━━━ Exercise data
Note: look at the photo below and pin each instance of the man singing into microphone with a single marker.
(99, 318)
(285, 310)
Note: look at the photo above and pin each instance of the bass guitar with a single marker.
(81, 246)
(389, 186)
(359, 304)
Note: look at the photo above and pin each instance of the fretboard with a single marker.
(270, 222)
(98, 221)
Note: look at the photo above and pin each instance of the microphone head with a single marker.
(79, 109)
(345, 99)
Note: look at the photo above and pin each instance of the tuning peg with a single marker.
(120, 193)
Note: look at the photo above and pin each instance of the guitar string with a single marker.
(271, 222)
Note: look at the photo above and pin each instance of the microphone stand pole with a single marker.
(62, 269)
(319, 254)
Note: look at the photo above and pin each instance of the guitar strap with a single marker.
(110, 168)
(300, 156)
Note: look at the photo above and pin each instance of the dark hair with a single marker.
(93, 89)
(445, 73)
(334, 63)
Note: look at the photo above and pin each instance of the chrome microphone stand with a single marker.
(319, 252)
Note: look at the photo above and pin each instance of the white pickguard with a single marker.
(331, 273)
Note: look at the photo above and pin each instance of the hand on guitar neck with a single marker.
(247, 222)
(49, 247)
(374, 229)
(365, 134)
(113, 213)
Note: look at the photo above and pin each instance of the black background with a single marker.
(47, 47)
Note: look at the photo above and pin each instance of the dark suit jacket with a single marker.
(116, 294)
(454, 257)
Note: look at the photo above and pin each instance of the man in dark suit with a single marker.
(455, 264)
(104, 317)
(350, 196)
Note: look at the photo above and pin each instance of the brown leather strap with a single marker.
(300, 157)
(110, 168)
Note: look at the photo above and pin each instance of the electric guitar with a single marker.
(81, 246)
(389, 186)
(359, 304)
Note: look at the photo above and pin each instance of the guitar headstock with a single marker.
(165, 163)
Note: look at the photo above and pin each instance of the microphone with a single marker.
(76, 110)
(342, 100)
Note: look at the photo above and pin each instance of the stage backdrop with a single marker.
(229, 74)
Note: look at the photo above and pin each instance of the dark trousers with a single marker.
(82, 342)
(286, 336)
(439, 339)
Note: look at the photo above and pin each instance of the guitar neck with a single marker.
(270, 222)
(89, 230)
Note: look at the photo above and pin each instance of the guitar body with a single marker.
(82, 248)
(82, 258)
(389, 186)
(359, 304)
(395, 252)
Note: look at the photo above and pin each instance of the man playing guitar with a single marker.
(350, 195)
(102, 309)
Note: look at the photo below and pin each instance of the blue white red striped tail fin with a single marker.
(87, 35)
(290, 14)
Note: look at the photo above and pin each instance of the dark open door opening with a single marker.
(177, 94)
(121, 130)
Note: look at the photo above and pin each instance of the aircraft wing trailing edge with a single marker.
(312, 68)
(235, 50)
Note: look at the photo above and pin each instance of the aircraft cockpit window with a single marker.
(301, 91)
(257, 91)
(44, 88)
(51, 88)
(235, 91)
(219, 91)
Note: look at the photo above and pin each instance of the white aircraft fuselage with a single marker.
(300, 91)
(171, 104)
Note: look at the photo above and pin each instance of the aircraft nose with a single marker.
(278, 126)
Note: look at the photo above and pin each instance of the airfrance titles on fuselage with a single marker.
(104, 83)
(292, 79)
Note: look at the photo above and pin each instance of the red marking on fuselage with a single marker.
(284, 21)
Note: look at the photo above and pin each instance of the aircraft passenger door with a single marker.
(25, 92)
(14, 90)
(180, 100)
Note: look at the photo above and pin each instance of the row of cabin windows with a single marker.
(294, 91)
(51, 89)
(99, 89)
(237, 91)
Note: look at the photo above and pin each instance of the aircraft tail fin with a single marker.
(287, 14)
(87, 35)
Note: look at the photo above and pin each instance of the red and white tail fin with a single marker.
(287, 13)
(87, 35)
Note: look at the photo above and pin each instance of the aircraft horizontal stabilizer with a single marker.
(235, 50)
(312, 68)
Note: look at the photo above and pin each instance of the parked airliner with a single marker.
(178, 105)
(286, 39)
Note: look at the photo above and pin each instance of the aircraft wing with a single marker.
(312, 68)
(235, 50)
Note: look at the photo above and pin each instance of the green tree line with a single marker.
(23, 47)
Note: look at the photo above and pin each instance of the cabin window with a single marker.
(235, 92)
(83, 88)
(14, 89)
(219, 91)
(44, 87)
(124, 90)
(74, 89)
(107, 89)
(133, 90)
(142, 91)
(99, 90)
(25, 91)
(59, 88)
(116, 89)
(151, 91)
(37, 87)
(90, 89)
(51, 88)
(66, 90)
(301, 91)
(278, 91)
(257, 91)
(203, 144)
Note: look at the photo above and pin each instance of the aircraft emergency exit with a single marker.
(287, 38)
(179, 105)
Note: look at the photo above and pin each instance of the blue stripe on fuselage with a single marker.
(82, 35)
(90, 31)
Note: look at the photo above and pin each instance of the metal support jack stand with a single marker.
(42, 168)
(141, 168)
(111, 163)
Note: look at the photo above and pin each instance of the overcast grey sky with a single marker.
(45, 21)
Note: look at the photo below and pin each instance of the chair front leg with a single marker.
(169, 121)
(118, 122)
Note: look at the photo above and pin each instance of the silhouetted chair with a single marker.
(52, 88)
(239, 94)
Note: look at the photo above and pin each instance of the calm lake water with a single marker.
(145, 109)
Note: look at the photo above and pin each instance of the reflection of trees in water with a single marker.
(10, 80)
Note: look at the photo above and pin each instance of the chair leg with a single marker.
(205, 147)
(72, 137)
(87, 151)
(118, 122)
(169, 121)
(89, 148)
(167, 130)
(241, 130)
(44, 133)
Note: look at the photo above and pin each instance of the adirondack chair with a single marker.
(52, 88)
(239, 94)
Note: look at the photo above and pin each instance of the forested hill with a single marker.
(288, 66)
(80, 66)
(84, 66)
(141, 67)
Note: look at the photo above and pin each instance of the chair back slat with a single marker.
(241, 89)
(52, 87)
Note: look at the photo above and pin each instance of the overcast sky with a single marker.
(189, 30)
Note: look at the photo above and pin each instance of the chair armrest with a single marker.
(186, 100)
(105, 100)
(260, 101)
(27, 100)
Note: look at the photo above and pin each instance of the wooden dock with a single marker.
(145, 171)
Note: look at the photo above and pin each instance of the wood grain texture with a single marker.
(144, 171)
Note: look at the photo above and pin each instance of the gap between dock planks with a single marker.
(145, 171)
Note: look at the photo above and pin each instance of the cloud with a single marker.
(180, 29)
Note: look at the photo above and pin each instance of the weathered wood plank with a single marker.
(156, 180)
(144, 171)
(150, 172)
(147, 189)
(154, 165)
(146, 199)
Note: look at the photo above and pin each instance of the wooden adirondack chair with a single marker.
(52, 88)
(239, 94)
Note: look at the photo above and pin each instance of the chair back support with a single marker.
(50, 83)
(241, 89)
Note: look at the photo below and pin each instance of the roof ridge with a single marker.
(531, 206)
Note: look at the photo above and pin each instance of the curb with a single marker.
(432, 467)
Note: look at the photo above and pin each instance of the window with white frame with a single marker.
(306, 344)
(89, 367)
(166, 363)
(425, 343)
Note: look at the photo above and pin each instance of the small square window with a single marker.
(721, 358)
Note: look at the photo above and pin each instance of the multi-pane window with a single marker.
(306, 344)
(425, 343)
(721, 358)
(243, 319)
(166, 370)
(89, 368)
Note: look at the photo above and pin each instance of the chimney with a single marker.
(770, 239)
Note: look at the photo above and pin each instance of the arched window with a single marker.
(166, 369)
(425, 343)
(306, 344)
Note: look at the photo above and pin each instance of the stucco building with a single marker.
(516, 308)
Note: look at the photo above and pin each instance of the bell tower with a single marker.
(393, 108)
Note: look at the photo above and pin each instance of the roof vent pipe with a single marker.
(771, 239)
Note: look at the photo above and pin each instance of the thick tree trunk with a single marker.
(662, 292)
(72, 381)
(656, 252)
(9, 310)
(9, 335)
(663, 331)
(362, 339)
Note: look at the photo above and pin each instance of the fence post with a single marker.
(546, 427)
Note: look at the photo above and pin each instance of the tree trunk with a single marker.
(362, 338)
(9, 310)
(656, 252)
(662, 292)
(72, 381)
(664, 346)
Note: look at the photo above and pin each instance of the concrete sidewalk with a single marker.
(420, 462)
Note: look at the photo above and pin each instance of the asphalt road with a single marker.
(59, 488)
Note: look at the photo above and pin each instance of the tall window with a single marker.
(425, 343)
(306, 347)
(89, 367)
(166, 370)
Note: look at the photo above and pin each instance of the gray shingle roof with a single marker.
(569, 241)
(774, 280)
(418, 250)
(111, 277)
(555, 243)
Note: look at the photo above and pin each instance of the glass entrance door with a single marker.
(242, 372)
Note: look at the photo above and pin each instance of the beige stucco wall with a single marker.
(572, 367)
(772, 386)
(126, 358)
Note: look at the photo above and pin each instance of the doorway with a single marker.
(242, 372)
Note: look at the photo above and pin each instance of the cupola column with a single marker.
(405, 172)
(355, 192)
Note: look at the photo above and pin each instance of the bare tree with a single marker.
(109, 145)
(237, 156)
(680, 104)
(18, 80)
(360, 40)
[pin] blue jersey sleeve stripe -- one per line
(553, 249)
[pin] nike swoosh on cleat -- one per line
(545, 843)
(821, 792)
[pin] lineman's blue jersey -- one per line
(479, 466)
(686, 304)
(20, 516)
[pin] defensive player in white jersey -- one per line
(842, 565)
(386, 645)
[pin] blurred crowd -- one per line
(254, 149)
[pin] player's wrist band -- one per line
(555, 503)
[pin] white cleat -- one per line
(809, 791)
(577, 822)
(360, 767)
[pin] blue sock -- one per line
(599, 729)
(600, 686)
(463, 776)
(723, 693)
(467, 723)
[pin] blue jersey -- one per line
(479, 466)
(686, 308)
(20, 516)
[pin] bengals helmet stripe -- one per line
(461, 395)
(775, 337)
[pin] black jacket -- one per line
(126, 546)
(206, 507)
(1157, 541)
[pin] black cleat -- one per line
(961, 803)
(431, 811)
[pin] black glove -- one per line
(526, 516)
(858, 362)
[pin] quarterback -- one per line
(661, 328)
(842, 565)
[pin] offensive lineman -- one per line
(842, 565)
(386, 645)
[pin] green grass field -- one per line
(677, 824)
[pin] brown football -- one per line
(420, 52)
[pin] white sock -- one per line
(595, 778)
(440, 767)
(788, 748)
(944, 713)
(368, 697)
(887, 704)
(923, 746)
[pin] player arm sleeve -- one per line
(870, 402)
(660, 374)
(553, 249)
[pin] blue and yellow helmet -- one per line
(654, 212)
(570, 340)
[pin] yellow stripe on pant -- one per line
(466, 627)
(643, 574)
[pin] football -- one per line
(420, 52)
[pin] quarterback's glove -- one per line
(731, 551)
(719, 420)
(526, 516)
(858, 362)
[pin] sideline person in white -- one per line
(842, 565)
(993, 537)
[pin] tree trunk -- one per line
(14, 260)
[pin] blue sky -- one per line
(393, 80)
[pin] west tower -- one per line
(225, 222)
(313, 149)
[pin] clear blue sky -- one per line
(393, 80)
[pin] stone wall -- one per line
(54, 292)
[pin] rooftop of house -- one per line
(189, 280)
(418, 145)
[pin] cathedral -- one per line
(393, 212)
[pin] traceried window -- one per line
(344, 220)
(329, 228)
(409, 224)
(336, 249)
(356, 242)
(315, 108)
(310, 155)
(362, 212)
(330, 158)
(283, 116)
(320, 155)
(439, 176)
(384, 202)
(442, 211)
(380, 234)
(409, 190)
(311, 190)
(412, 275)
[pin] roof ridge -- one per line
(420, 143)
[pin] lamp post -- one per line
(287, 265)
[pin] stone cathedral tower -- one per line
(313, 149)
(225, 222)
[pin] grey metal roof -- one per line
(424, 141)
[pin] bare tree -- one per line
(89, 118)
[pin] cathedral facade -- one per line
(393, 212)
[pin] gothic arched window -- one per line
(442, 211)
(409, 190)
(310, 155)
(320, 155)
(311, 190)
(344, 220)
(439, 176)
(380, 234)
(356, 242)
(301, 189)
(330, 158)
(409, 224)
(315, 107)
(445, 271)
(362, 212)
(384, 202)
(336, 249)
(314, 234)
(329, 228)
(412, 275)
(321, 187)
━━━━━━
Given request:
Set out exactly the run of lines that begins at the line holding "[pin] black cleat -- one per line" and ends at the last line of the data.

Full response:
[pin] black cleat -- one per line
(961, 803)
(431, 811)
[pin] black glove -- one per line
(526, 516)
(858, 362)
[pin] quarterback -- one per line
(661, 328)
(842, 565)
[pin] offensive lineman -- one per line
(842, 565)
(386, 645)
[pin] green grass field -- one per line
(677, 824)
[pin] brown football -- one per line
(420, 52)
[pin] white sock -- one per line
(595, 778)
(440, 767)
(788, 748)
(944, 713)
(368, 697)
(887, 704)
(923, 746)
[pin] player arm sleeve -- one per line
(870, 402)
(660, 374)
(553, 249)
[pin] blue and yellow helmet -- one per line
(654, 212)
(570, 340)
[pin] yellow stripe on pant -- one per line
(466, 627)
(643, 574)
[pin] football -- one per line
(420, 52)
[pin] quarterback's glove -- one per line
(731, 551)
(719, 420)
(526, 516)
(858, 362)
[pin] sideline person in white -- one per line
(842, 565)
(993, 537)
[pin] tree trunk -- one per line
(14, 260)
[pin] blue sky -- one per line
(393, 80)
[pin] west tower -- one per line
(225, 222)
(313, 149)
[pin] clear blue sky -- one per line
(393, 80)
[pin] stone wall -- one per line
(54, 292)
[pin] rooftop of house -- one per line
(189, 280)
(418, 145)
[pin] cathedral -- one per line
(393, 212)
[pin] traceried window -- one per line
(344, 220)
(329, 228)
(409, 224)
(336, 249)
(356, 242)
(315, 108)
(310, 155)
(362, 212)
(330, 158)
(283, 116)
(320, 155)
(439, 176)
(384, 202)
(442, 211)
(380, 234)
(409, 190)
(311, 190)
(412, 275)
[pin] roof ridge -- one per line
(420, 143)
[pin] lamp post -- one per line
(287, 265)
[pin] stone cathedral tower -- one per line
(313, 149)
(225, 222)
[pin] grey metal roof -- one per line
(424, 141)
[pin] bare tree -- one per line
(89, 118)
[pin] cathedral facade -- one per line
(393, 212)
[pin] gothic arched window -- one per line
(442, 211)
(409, 190)
(310, 155)
(320, 155)
(311, 190)
(344, 220)
(439, 176)
(380, 234)
(356, 242)
(301, 189)
(330, 158)
(409, 224)
(315, 107)
(445, 271)
(362, 212)
(384, 202)
(336, 249)
(314, 234)
(329, 228)
(412, 275)
(321, 187)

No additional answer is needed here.